Tasks and exercises:
**a.** Translate this sentence from the Karen Gaffney post into Spanish: "She's also won two gold medals from the Special Olympics."
**b.** Write out the Karen Gaffney post word for word, beginning at the words "Wednesday, March 22, 2017" and stopping after "Ryan’s original bill.".
**c.** Continue the Karen Gaffney post with the text that would follow its final sentence.

Exercise text:
--- START ---

Wednesday, March 22, 2017
I Was a Stranger, Day 22: Karen Gaffney
Yesterday while people around the globe were celebrating World Down Syndrome Day, the Republicans in Congress and the White House were making their proposed health care plan even WORSE for the poor and disabled by writing a new "manager's amendment" in a desperate appeal to conservative Republicans. The amendment makes Medicaid cuts even deeper, frees up governors to raid the program to plug other budget holes, and ends Medicaid expansion under Obamacare much sooner than Ryan’s original bill.
Trumpcare is devastating to the poor and benefits the rich, all studies show. For example, a family making less than $10,000 will lose $1,420, a cut that amounts to almost one-third of their income. Meanwhile, the average family making $200,000 or more would gain $5,640. But another less-talked-about effect is that it will be devastating to disabled Americans, forcing millions of them into poverty and possibly back into institutions. Add to that the programs being targeted and voucher programs being proposed at the Department of Education by Betsy DeVos and her ilk and the fact that the Web site about protecting students with disabilities was taken down, and it's clear that disabled people are facing huge threats to their livelihoods and ability to thrive.
So with all this in mind, I chose Oregonian Karen Gaffney today as my voice. In 2001 Gaffney was the first person with Down syndrome to complete a relay swim of the English channel. In 2007 she swam 9 miles across Lake Tahoe (in 59 degree water), in 2009 she swam 5 miles across the Boston Harbor, and she's completed 16 swims across the San Francisco Bay. She's also won two gold medals from the Special Olympics. She received an honorary Doctor of Humane Letters degree from the University of Portland on May 5, 2013, for her work in raising awareness regarding the abilities of people who have Down syndrome (another first for someone with Down syndrome). She is the president of the Karen Gaffney Foundation, which is dedicated to championing the journey to full inclusion in families, schools, the workplace and the community for people with developmental disabilities.

--- END ---

Exercise data:
--- START ---

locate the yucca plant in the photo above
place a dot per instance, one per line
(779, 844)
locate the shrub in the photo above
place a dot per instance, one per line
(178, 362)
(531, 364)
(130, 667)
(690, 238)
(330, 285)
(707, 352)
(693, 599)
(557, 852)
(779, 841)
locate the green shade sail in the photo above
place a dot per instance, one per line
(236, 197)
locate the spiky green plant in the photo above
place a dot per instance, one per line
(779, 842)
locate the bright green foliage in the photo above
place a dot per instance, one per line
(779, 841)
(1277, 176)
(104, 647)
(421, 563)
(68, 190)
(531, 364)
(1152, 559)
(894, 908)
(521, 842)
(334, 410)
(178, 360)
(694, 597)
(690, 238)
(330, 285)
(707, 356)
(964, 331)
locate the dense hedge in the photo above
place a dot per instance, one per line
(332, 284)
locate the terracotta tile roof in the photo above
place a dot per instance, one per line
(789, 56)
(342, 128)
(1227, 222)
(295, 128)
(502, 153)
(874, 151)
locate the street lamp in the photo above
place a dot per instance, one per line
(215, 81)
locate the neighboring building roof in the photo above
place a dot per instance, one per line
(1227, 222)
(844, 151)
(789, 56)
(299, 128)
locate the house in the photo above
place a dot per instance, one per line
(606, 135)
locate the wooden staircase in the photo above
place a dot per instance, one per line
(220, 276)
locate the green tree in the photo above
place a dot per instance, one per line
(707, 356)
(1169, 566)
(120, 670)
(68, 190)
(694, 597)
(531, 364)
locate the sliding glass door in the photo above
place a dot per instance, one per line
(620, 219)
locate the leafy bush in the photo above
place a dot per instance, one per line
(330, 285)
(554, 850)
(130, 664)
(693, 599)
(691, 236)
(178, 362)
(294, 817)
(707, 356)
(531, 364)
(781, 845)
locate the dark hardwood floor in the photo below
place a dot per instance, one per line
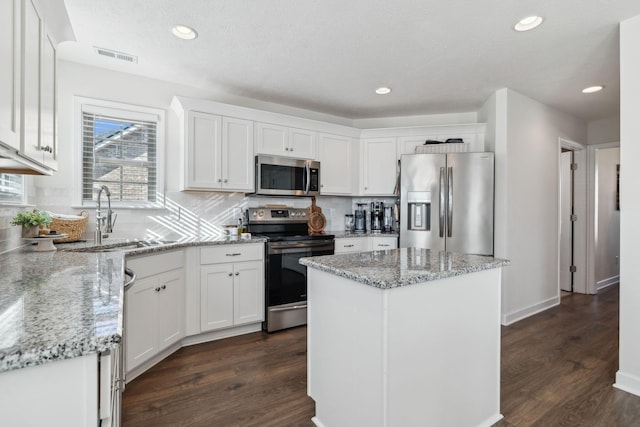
(558, 368)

--- END ---

Responses by item number:
**a.** También ha ganado dos medallas de oro de las Olimpiadas Especiales.

**b.**
Wednesday, March 22, 2017
I Was a Stranger, Day 22: Karen Gaffney
Yesterday while people around the globe were celebrating World Down Syndrome Day, the Republicans in Congress and the White House were making their proposed health care plan even WORSE for the poor and disabled by writing a new "manager's amendment" in a desperate appeal to conservative Republicans. The amendment makes Medicaid cuts even deeper, frees up governors to raid the program to plug other budget holes, and ends Medicaid expansion under Obamacare much sooner than Ryan’s original bill.

**c.**
Listen to Gaffney in her own voice in this incredible TED talk, with the unfortunate title of "All Lives Matter" (but it means something different entirely). She shares the story of her fifth grade teacher who called her from Germany to let her know she was expecting a baby with Down syndrome, and how that daughter is now a swimmer like Gaffney. She is inspiring and amazing!
Did you know that 92 percent of pregnancies diagnosed with Down syndrome are terminated? Although I'm passionately pro-choice, this statistic makes me sad.
Gaffney travels the country speaking to a wide range of audiences about overcoming limitations and about what can be accomplished with positive expectations. She tackles any challenge she faces with determination and commitment, knowing she has limits, but not allowing them to limit her drive to succeed.